Records for this task -

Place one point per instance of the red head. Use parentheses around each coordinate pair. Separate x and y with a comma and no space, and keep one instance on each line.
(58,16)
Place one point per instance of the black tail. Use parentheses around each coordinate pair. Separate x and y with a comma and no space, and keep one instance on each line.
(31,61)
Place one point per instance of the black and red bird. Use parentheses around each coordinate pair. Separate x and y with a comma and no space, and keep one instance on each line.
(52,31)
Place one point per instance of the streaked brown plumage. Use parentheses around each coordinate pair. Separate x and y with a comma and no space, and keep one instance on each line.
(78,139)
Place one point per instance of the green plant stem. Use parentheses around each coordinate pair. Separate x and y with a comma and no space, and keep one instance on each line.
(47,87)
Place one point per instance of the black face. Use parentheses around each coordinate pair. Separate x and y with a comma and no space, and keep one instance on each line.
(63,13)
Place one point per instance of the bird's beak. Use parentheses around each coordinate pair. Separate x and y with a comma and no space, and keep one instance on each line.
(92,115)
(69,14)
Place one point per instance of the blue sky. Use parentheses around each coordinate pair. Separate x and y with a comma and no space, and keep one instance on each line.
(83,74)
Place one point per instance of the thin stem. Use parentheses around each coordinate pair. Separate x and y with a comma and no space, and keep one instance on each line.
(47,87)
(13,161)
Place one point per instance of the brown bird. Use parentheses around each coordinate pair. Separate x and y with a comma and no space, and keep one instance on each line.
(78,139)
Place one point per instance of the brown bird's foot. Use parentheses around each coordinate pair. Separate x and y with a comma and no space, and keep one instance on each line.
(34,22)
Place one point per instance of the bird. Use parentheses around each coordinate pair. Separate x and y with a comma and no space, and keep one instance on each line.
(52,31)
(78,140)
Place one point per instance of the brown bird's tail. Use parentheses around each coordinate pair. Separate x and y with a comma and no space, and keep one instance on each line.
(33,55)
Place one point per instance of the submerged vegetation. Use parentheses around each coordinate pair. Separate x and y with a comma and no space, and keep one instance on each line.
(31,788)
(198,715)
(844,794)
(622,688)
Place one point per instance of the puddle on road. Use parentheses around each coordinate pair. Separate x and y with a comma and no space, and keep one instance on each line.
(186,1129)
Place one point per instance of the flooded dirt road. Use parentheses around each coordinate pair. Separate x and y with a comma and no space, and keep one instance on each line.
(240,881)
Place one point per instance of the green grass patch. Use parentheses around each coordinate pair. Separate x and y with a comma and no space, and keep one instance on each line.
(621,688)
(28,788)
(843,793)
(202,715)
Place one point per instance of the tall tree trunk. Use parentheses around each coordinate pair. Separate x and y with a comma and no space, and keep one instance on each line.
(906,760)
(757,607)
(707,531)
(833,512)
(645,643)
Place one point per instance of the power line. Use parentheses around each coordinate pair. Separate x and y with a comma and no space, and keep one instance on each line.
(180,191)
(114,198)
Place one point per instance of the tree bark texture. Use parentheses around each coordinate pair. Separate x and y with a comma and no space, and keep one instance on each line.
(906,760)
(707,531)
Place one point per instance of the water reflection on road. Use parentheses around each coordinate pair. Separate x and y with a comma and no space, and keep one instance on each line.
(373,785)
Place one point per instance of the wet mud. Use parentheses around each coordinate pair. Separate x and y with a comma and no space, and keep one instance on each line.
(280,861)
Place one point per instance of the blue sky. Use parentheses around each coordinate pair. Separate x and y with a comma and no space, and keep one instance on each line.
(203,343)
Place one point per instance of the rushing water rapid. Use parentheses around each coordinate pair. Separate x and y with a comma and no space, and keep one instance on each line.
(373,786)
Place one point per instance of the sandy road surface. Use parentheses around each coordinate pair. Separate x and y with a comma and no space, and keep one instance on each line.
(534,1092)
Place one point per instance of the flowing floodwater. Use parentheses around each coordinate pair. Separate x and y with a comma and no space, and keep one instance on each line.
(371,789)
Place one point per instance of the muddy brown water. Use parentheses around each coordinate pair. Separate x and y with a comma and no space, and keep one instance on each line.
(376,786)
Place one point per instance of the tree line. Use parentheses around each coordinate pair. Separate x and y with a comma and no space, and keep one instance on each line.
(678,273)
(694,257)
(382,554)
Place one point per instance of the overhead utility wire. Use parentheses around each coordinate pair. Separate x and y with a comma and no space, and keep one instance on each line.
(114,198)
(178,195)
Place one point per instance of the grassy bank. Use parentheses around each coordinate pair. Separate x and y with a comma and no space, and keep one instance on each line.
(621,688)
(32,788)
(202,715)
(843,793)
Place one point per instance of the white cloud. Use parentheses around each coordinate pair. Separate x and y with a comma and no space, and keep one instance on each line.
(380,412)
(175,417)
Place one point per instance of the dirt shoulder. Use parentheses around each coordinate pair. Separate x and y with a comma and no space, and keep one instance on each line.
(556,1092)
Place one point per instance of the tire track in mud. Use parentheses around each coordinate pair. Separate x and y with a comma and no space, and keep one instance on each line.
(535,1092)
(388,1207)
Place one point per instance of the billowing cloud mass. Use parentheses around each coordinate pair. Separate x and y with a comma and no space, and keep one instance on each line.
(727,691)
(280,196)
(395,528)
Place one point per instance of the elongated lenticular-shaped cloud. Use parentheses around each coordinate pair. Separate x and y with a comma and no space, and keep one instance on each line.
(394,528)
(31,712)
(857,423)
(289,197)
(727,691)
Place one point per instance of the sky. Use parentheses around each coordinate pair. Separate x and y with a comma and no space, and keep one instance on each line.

Task instructions - Write the data back out verbatim.

Reply -
Place one point per instance of the red head. Use parentheses around each coordinate pair. Separate x and y with a comma and no space, and keep one instance on each line.
(58,16)
Place one point per instance of the black tail. Use parentheses around each coordinate pair. Separate x and y with a comma and no space, and keep one instance on each line.
(31,61)
Place one point per instance of the black and red bird. Use parentheses around each coordinate pair. Separate x and y with a comma and no space, and keep one instance on each line.
(52,31)
Place one point per instance of the streaked brown plumage. Use parentheses around each coordinate pair. Separate x and y with a comma and no space, and keep one instance on each line.
(78,139)
Place one point per instance of the green plant stem. Use parentheses around each coordinate pair. Separate x and y with a comma and no space, and keep one instance on each line.
(47,87)
Place one point per instance of the black face. Use parentheses around each coordinate pair. Separate x and y with a comma and no space, and keep one instance on each line.
(63,13)
Place one point per instance of the bird's beak. Use parentheses around each coordinate pair. Separate x and y with a comma and no space, and keep one instance on each line.
(92,115)
(69,14)
Place one point per instance of the blue sky. Use parentheses around each coordinate pair. Separate x and y with a comma and no space, and keep one instance on each line.
(83,74)
Place one point per instance of the thin stem. Use parentheses around each coordinate pair. Separate x and y with a comma and no space, and keep one instance on each line.
(47,87)
(13,161)
Place one point per instance of the brown bird. Use parentheses around each coordinate pair. Separate x and y with a comma and no space, and keep one instance on each line.
(78,139)
Place one point per instance of the brown bird's foot. Use parentheses around each coordinate pair. Separate x and y with a comma and no space, and keep one instance on each line.
(34,22)
Place one point per instance of the bird. Use parentheses around each coordinate pair. Separate x and y with a comma and no space, and keep one instance on each line.
(52,31)
(78,140)
Place one point per instance of the brown bird's tail. Use parentheses around each coordinate pair. Separate x and y with a comma and no space, and keep one instance on each line.
(33,55)
Place one point per instance of the submerged vegetation. Use parentheses around each coordinate pair. Separate x and y with a comma and no space, and keep one instance on each line.
(31,788)
(198,715)
(844,794)
(622,688)
Place one point per instance of the puddle on road. Use parentheses around each coordinate pair. Separate x and y with a comma and no space, and keep one instance on each line.
(186,1129)
Place one point per instance of the flooded dirt road. Use parentheses around each coordinate pair. Separate x and y with a comma and no space, and keep one instance on each line.
(240,881)
Place one point per instance of the green grass patch. Use parentheses around each coordinate pair. Separate x and y with a comma and no space, and keep one instance on each line.
(621,688)
(28,788)
(843,793)
(202,715)
Place one point per instance of the tall tree trunk. Use parentheses around each coordinate pair. Separate x and y with a comma and no space, and keep one instance on each line.
(906,760)
(757,607)
(707,531)
(833,512)
(645,643)
Place one point per instance of the power line. Use parentheses around each coordinate pair. Separate x and y with a comma and no space, and keep one instance on each line.
(180,191)
(114,198)
Place one point per instance of the tree bark texture. Use parentheses around each coordinate pair. Separate x and y with a comma and no space, and keep one instance on each line.
(906,760)
(707,531)
Place one point per instance of the water reflection on road. Use parentheses around each coordinate pair. Separate x and y with a comma and no space, and keep one instance on each line.
(373,785)
Place one point per instance of the wet mud. Use parentheses around each coordinate pair. Separate x and y with a comma and no space, and keep one instance on each line.
(280,861)
Place one point per instance of the blue sky. Use parentheses around each coordinate pair. Separate x and y with a comma and no space, and keep one instance on each line.
(203,343)
Place one point per instance of the rushing water rapid. Use parentheses around each coordinate pair. Separate x and y with a comma and no space, and keep one instance on each line.
(373,786)
Place one point per instance of the sandy road surface. Use parentheses around each coordinate pair. Separate x and y with a comma and no space, and keep one instance on each line.
(534,1092)
Place one point per instance of the flowing floodwater. Use parentheses around each coordinate pair. Separate x and y with a comma and no space, and keep one instance on each line.
(371,789)
Place one point per instance of the muddy brown water. Use parentheses around each coordinate pair. Separate x and y with a comma and no space, and keep one instance on each line.
(376,786)
Place one point per instance of the tree line. Use parentheses around each coordinate pair. Separate x and y with a comma and no space, and keep one instance on each line.
(678,273)
(694,257)
(382,554)
Place one point per instance of the overhead utility wire. Use parentheses around each coordinate pair. Separate x and y with a comma and no space, and keep one instance on each line.
(114,198)
(178,195)
Place one point per instance of the grassy bank. Use parentheses around each coordinate pair. Separate x and y with a comma and no space, and keep one instance on each line.
(621,688)
(32,788)
(202,715)
(843,793)
Place one point per instance of the white cloud. Use parentheses around each coordinate pair. Separate x and y with a comma and no space, and keep one instance on each line.
(380,412)
(175,417)
Place one point per instance of the dirt shoulder. Use parentheses around each coordinate pair. Separate x and y with a comma and no space, and keep one instance on each line.
(556,1092)
Place one point per instance of the tire track in mud. Use parentheses around each coordinate pair. Separate x and y with a comma and no space, and keep one instance on each line.
(535,1092)
(388,1207)
Place one point per instance of the billowing cloud mass. Use parentheses around each coordinate pair. Separate x and y with a comma and no space, and keep one instance on each line.
(727,691)
(280,196)
(395,528)
Place one point per instance of the elongated lenticular-shaped cloud. Use parentheses around each coordinate pair. Separate x and y with a comma and no space, and keep one instance on each line.
(394,528)
(31,712)
(857,423)
(289,197)
(727,691)
Place one point per instance of the sky. Use parentheses around each coordinate pair. Separate x and y with a comma and no space, and keep one instance on each line.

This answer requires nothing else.